- [SOURCE TEXT]:
* begin *

In testing the learning effects, we examined immediate recall of information conveyed by adjectives in attributive position, locative nouns and nouns which had a role of direct objects. Consistent with the findings of Chromý and Vojvodić (2024), we documented significant differences in recall of information conveyed by adjectives and nouns in all six experiments. Information conveyed through attributive adjectives consistently exhibited a lower recall rate compared to information conveyed by nouns.
Importantly, Chromý and Vojvodić (2024) proposed that such systematic differences in recall could be attributed to selective attention mechanisms in reading. However, they could not directly test this claim as it primarily focused on offline recall and did not capture reaction times for specific sentence regions. In contrast, our present study employed word-by-word self-paced reading, enabling us to correlate reaction times with response accuracy. Interestingly, we discovered a positive relationship between longer reaction times in target regions and improved recall accuracy. This provides direct evidence supporting an attention-based explanation for recall differences.

* end *

- [DATASET ENTRIES]:
* begin *

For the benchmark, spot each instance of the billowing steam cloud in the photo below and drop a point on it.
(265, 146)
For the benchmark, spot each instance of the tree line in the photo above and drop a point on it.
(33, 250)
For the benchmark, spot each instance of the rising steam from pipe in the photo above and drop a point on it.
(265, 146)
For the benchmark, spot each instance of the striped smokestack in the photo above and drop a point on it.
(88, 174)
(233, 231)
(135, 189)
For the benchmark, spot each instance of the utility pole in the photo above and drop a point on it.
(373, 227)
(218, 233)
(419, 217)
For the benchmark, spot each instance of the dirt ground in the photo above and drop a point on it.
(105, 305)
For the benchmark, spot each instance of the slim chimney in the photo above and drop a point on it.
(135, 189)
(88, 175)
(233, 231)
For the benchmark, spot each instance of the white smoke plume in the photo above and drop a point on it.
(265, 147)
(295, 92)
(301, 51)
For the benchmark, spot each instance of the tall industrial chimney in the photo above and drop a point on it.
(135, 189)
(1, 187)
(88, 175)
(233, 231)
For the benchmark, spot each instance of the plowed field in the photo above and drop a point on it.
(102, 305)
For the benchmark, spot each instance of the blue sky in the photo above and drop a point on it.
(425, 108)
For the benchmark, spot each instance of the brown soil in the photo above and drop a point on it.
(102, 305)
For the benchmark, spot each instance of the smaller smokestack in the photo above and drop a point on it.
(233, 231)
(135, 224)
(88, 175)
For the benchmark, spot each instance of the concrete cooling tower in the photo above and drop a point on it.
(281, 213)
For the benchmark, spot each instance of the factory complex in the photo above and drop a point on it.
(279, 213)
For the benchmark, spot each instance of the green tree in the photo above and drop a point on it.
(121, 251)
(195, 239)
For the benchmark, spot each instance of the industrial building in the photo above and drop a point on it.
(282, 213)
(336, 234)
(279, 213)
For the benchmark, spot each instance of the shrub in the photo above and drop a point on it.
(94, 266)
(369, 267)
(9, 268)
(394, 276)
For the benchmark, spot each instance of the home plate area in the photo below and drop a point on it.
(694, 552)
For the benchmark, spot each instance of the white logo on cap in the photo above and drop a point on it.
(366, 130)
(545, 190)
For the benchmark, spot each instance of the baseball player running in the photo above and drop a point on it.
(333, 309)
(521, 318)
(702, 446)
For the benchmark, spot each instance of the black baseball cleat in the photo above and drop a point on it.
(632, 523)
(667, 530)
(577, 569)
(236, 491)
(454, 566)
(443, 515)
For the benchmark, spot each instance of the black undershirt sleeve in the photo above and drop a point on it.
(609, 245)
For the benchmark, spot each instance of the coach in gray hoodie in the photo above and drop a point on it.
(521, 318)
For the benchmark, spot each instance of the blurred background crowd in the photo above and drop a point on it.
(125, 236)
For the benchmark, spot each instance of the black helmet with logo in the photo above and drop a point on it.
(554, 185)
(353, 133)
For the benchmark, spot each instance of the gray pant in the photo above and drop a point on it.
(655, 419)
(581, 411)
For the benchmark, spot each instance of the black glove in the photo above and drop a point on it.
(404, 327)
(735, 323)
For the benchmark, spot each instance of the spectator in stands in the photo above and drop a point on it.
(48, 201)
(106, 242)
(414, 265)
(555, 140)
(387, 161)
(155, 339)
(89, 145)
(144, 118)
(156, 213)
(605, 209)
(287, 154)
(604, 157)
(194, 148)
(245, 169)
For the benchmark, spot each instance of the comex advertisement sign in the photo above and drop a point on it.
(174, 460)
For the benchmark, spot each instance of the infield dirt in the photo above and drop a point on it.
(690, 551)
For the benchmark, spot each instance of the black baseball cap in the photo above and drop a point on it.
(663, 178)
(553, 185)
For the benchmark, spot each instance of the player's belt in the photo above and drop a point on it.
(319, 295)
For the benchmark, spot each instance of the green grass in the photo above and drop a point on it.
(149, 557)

* end *

- [PROBLEM STATEMENT]:
Answer these questions from the passage on recall of adjectives and nouns:
(a) Information conveyed by which word class showed the lower recall rate?
(b) What reading method did the present study use?
(c) What relationship was found between reaction times in target regions and recall accuracy?

- [CORRECT RESPONSE]:
(a) Attributive adjectives.
(b) Word-by-word self-paced reading.
(c) A positive one: longer reaction times in target regions went with improved recall accuracy.